▶ _Items listed in a dataset_:
==========
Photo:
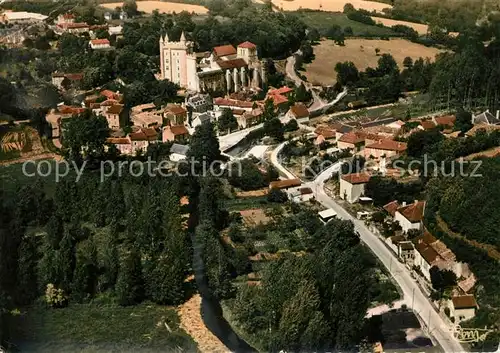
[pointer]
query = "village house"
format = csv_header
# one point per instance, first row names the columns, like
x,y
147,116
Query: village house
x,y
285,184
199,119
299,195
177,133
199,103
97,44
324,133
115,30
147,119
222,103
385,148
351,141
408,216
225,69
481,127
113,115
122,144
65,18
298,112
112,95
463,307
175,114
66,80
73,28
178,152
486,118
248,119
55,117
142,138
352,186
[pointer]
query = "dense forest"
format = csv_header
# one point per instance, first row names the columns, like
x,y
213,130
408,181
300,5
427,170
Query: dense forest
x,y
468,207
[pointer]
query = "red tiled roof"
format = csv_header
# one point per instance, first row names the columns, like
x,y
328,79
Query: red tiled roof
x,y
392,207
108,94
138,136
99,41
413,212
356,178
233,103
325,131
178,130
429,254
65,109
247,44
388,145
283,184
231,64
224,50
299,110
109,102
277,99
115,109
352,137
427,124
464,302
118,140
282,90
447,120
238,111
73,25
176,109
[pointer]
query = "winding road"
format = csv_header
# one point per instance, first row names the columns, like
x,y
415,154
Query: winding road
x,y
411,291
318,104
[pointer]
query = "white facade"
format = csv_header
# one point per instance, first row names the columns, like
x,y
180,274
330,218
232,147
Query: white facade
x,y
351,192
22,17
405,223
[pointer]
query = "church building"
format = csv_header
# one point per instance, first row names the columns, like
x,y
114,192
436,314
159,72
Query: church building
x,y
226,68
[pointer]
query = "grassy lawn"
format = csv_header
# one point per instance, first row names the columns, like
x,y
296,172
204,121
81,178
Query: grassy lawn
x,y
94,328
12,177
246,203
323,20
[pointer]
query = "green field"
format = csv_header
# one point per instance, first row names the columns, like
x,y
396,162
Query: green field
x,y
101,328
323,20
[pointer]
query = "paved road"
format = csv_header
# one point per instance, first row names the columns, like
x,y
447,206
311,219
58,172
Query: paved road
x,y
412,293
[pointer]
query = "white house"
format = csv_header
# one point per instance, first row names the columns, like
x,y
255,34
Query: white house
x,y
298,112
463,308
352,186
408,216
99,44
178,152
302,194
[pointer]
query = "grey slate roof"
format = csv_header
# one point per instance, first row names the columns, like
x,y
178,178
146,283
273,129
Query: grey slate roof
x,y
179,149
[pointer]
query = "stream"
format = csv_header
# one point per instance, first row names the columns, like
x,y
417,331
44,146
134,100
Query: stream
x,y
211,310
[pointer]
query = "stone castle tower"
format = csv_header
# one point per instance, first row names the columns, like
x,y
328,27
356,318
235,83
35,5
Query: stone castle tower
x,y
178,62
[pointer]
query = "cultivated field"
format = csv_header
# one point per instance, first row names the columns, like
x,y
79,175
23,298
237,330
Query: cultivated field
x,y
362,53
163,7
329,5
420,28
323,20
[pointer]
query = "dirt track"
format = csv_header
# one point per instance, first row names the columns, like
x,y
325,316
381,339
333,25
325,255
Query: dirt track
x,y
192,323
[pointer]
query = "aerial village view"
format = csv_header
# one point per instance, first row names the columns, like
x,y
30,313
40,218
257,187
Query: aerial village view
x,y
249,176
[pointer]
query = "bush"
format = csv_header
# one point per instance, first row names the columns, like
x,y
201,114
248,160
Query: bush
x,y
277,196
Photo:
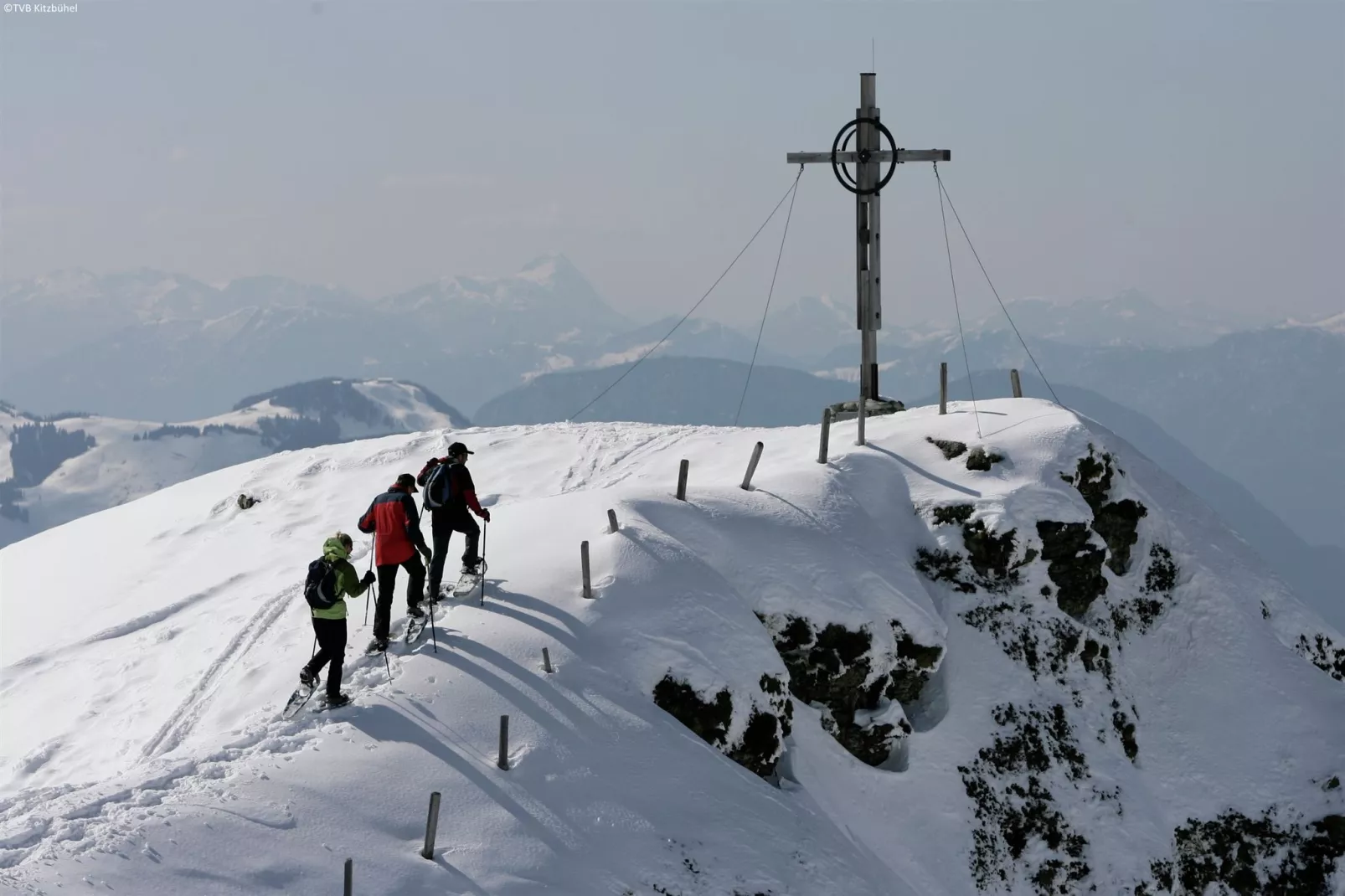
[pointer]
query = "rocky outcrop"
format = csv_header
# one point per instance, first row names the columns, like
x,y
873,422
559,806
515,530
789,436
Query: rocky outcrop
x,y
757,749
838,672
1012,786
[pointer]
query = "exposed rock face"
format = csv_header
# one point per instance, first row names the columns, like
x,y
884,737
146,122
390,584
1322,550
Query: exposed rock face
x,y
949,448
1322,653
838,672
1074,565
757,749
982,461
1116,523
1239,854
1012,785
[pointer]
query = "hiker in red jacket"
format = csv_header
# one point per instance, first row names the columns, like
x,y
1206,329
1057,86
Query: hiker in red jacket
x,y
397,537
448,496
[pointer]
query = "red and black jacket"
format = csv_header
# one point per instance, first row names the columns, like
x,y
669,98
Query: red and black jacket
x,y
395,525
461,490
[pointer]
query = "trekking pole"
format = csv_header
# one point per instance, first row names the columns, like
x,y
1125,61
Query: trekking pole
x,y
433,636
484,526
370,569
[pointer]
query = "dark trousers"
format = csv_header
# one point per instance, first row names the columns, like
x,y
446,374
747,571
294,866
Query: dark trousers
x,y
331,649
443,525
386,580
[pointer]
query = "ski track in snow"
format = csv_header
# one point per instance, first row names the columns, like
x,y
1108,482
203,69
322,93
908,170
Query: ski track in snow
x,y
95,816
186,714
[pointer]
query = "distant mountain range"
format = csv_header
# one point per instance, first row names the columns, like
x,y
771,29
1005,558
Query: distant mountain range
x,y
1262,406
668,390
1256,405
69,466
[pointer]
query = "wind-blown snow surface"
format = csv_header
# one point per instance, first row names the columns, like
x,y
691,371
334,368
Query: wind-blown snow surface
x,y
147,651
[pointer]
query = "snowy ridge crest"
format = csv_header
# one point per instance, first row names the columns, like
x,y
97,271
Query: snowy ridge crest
==========
▶ _WHAT THE TASK REQUIRES_:
Can you restate all the records above word for word while dropping the pictures?

▶ _WRITTEN ANSWER_:
Photo:
[pointer]
query = "village house"
format = csv_header
# one point per instance, first row names the columns, like
x,y
147,116
Query: village house
x,y
285,184
199,119
299,195
177,133
199,103
97,44
324,133
115,30
147,119
222,103
385,148
351,141
408,216
225,69
481,127
113,115
122,144
65,18
298,112
112,95
463,307
175,114
66,80
73,28
178,152
486,118
248,119
55,117
142,138
352,186
[pointer]
query = "dense forest"
format = csv_header
# one point per instance, first row names the columns, like
x,y
213,130
408,181
300,5
427,170
Query: dense forest
x,y
468,207
[pointer]
query = "red tiled roof"
format = csv_header
# one point per instance, first row names the columns, like
x,y
328,79
Query: red tiled roof
x,y
392,207
108,94
138,136
99,41
413,212
356,178
233,103
325,131
178,130
429,254
65,109
247,44
388,145
283,184
231,64
224,50
299,110
109,102
277,99
115,109
352,137
427,124
464,302
118,140
282,90
447,120
238,111
73,25
176,109
[pointer]
query = "winding road"
format = csv_header
# one point per instance, first row names the columns, like
x,y
415,154
Query: winding road
x,y
411,291
318,104
[pointer]
query = "white facade"
format = csv_header
# one point per instance, first row names the columns, like
x,y
180,274
330,218
232,147
Query: white facade
x,y
351,192
22,17
405,223
[pointer]
query = "church building"
format = csv_header
# one point per instance, first row names the columns, like
x,y
114,192
436,314
159,72
Query: church building
x,y
226,68
[pointer]
query = "grassy lawn"
format = csv_header
# one point per instance, first row names the columns, like
x,y
296,172
204,121
81,178
Query: grassy lawn
x,y
94,328
12,177
246,203
323,20
[pointer]
query = "green field"
format = csv_header
# one point per instance, first row names the columns, like
x,y
396,162
Query: green field
x,y
101,328
323,20
[pointer]
query = "paved road"
format = csv_header
# one point per instance, first row names the columns, like
x,y
447,206
311,219
58,172
Query: paved road
x,y
412,293
[pointer]
query = "white house"
format = csv_header
# one point per instance, first row names the columns, like
x,y
255,34
Query: white house
x,y
298,112
463,308
352,186
408,216
99,44
178,152
302,194
[pointer]
query = "grey slate roof"
format = csv_header
# one point per instance, first row names the columns, like
x,y
178,178
146,283
273,129
Query: grey slate roof
x,y
179,149
[pointer]
query = "stream"
format = csv_header
# one point per instance, first row names the columns, like
x,y
417,331
44,146
134,100
Query: stream
x,y
211,310
[pointer]
query = "stone castle tower"
format = csv_header
# one point per instance, first row names the columns, like
x,y
328,27
356,318
235,83
35,5
Query: stone castle tower
x,y
178,62
[pointer]
query = "cultivated field"
format = csv_header
# one point per instance, first row names the columns, like
x,y
79,175
23,298
237,330
Query: cultivated field
x,y
362,53
163,7
329,5
420,28
323,20
[pointer]
query = "dirt track"
format = csv_header
# one point per instance, first row names the columns, like
x,y
325,316
381,339
333,25
325,255
Query: dirt track
x,y
192,323
[pointer]
query = "aerial village view"
format = csv_header
# one point per instance, first row names the columns, like
x,y
30,313
40,218
257,187
Query: aerial village view
x,y
249,176
[pointer]
query = "bush"
format = csv_header
# one point per instance, first row names the columns, like
x,y
201,114
248,160
Query: bush
x,y
277,196
Photo:
[pointer]
query = "rocky outcrop"
format = csv_header
# one point per instance, first row names the columns, like
x,y
873,422
559,806
515,530
789,436
Query: rocky outcrop
x,y
757,749
838,672
1012,786
[pointer]
query = "exposed rock face"
format = csv_header
# one point per instance, first row names the columns, like
x,y
884,737
146,122
390,584
1322,550
Query: exposed rock face
x,y
949,448
1322,653
838,672
1074,565
757,749
982,461
1116,523
1239,854
1012,785
[pointer]
query = "hiker in red jacket"
format = csv_header
# one point per instance, first row names the columns, like
x,y
1206,329
1057,86
Query: hiker in red jacket
x,y
397,537
448,496
[pointer]
query = "red and black jacket"
format = csv_header
# one point per instance, first row names the columns, like
x,y
669,98
Query: red and black jacket
x,y
395,525
461,490
[pointer]
query = "trekking pole"
format = csv_header
# one point per instance, first row names the columns, like
x,y
1125,61
Query: trekking pole
x,y
433,636
484,526
370,569
[pointer]
query = "dark trousers"
format = csv_header
# one point per instance, first row names the columns, like
x,y
446,374
747,571
294,866
Query: dark trousers
x,y
331,649
443,525
386,580
[pointer]
query = "ski track in snow"
format = csv_header
# one point per instance, first row names the columns, like
x,y
1108,482
203,69
322,93
908,170
Query: ski track in snow
x,y
95,816
186,714
[pointer]
query = "distant mountain range"
format = csv_header
# one point per instance, first row names the columns, like
x,y
771,29
1005,558
Query: distant mountain range
x,y
1262,406
668,390
1256,405
69,466
[pointer]
query = "wind-blown snow surface"
format = csv_header
# one point per instance, first row names the columns, like
x,y
691,371
334,368
Query: wind-blown snow surface
x,y
147,651
[pointer]
query = "snowy ridge crest"
format = csv_header
# one point per instance, first row names the columns, like
x,y
97,271
Query: snowy ridge crest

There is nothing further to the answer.